* START Reading text *

Consequently, by the time of McCallum’s 1998 retrospective, U.S. monetary policy had established a track record that was held in very high regard. It was widely believed that the Fed had lost credibility in the 1970s in terms of its willingness to fight inflation. Chairman Volcker’s actions restored the Fed’s credibility. Following the Volcker disinflation, economic research focused on the idea that monetary policy strategies would be fully effective only if they were credible. This idea led to an intensified debate about “rules versus discretion.” The issue was how to maintain the basis for U.S. monetary policy that Volcker had created. As I’ll discuss further, what was needed was a way to maintain the credibility of the institution, as opposed to relying on the credibility of an individual Fed Chair. One approach was for the FOMC to commit to following a policy rule and explicit policy targets, combined with communication of its policy rule to the public. And this approach was a key aspect of Ben McCallum’s work.

In the 25 years since 1998, there have been numerous changes in U.S. monetary policy arrangements. These have included several important reforms that were substantially along the lines advocated by Ben and others. In multiple ways, the FOMC’s policy framework has become much more explicit. At the end of 2007, the FOMC began publishing a quarterly Summary of Economic Projections, collecting information on individual meeting participants’ forecasts. Then, in January 2012, the FOMC issued a Statement on Longer-Run Goals and Monetary Policy Strategy—also known as our consensus statement. The consensus statement has been reaffirmed every year and revised several times. From its inception, it made the price-stability goal that is part of our congressional mandate more concrete by indicating that Federal Reserve policymakers interpret it as a 2 percent longer-run inflation rate (in the personal consumption expenditures price index). In 2011, Ben Bernanke initiated the practice of postmeeting press conferences, which under Chair Powell’s leadership now follow every FOMC meeting.

In the summer of 2020, FOMC participants released a revised consensus statement that further elaborated their interpretation of the dual-mandate goals of maximum employment and price stability and how the Committee would pursue those objectives. The new statement explicitly recognized the policy tools of asset purchases and forward guidance on the federal funds rate. These tools were developed during the period, which started in late 2008, in which the federal funds rate was at the effective lower bound (ELB), and they were used again during the new ELB episode that began in March 2020.

* END Reading text *

* _Required actions_:
• A. From the monetary policy text, reproduce the passage starting at "In the summer" and ending at "in March 2020.".
• B. Answer these questions using the monetary policy text:
(i) Whose actions restored the Fed's credibility?
(ii) In what month and year did the FOMC issue its Statement on Longer-Run Goals and Monetary Policy Strategy?
(iii) In what month and year did the new ELB episode begin?

* START Given entries *

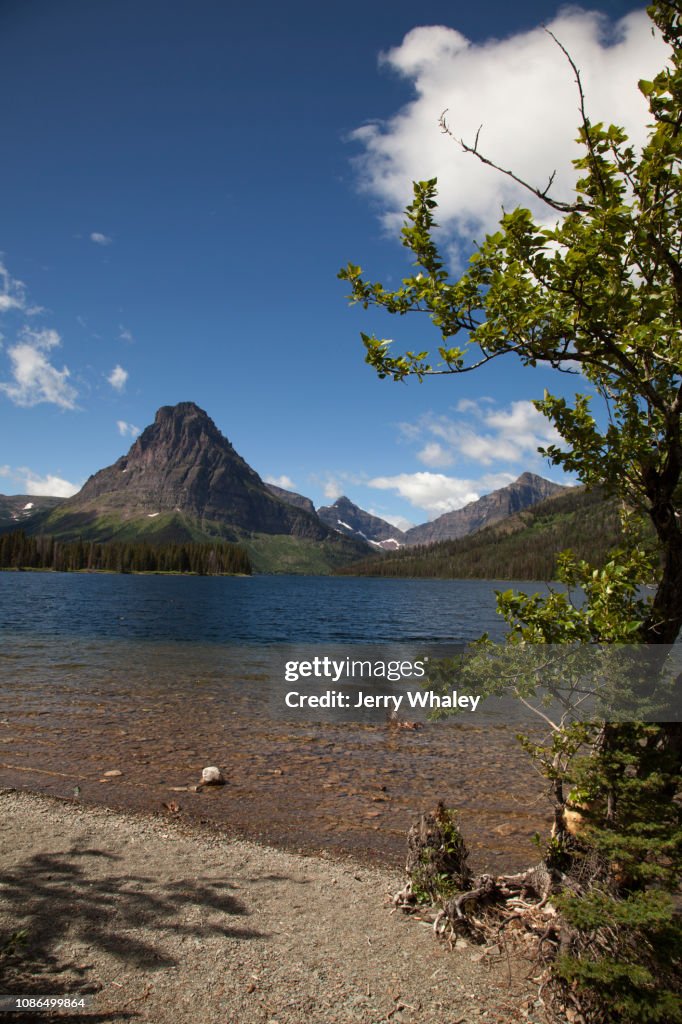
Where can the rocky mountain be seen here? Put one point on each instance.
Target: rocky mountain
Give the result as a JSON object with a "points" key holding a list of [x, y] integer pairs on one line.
{"points": [[350, 520], [181, 479], [523, 546], [17, 510], [522, 494], [299, 501]]}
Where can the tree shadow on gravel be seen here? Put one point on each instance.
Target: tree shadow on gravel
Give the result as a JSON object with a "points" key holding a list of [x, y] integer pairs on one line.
{"points": [[54, 900]]}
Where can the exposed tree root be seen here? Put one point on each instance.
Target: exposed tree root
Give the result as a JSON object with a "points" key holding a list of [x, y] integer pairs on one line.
{"points": [[510, 910]]}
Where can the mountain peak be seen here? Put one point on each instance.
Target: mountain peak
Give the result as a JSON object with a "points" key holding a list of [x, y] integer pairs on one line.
{"points": [[181, 411], [522, 494], [346, 517], [182, 464]]}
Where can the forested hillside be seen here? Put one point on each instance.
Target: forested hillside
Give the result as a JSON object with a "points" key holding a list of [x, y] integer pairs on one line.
{"points": [[20, 552], [522, 547]]}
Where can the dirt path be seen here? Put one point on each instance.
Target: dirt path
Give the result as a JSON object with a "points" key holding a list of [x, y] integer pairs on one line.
{"points": [[168, 923]]}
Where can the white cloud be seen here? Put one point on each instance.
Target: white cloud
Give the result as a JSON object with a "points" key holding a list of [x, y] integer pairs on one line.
{"points": [[12, 292], [436, 493], [34, 483], [333, 488], [395, 520], [488, 434], [127, 429], [521, 90], [282, 481], [118, 378], [35, 379]]}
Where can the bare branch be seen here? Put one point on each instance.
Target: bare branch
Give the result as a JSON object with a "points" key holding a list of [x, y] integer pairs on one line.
{"points": [[539, 193]]}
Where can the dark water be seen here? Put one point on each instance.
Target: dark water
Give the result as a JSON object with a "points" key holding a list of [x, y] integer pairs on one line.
{"points": [[259, 609], [157, 677]]}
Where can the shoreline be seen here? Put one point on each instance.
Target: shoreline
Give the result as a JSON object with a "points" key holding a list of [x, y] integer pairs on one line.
{"points": [[172, 923]]}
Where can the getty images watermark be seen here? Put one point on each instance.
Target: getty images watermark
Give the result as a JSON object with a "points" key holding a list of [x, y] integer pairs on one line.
{"points": [[378, 673]]}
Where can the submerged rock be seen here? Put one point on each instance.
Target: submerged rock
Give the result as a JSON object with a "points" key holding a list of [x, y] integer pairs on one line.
{"points": [[212, 776]]}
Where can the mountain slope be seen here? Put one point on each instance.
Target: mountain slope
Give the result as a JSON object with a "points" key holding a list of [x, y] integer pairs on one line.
{"points": [[182, 480], [522, 494], [299, 501], [521, 547], [17, 510], [351, 520]]}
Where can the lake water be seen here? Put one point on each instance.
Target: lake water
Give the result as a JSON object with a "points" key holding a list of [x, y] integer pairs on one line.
{"points": [[158, 676]]}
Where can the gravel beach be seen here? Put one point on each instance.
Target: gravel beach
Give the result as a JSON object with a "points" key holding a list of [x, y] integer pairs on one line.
{"points": [[164, 921]]}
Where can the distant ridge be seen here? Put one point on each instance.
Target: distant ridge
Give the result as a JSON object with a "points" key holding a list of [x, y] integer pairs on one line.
{"points": [[348, 518], [182, 481], [522, 494], [521, 547]]}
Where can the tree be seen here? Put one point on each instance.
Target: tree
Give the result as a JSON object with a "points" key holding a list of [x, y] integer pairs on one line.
{"points": [[598, 295]]}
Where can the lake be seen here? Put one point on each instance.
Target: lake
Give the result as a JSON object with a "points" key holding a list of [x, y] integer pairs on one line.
{"points": [[157, 677]]}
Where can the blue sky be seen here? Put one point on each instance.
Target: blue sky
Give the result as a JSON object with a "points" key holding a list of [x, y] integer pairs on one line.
{"points": [[181, 182]]}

* END Given entries *

* _Answer set_:
• A.
In the summer of 2020, FOMC participants released a revised consensus statement that further elaborated their interpretation of the dual-mandate goals of maximum employment and price stability and how the Committee would pursue those objectives. The new statement explicitly recognized the policy tools of asset purchases and forward guidance on the federal funds rate. These tools were developed during the period, which started in late 2008, in which the federal funds rate was at the effective lower bound (ELB), and they were used again during the new ELB episode that began in March 2020.

• B.
(i) Chairman Volcker's
(ii) January 2012
(iii) March 2020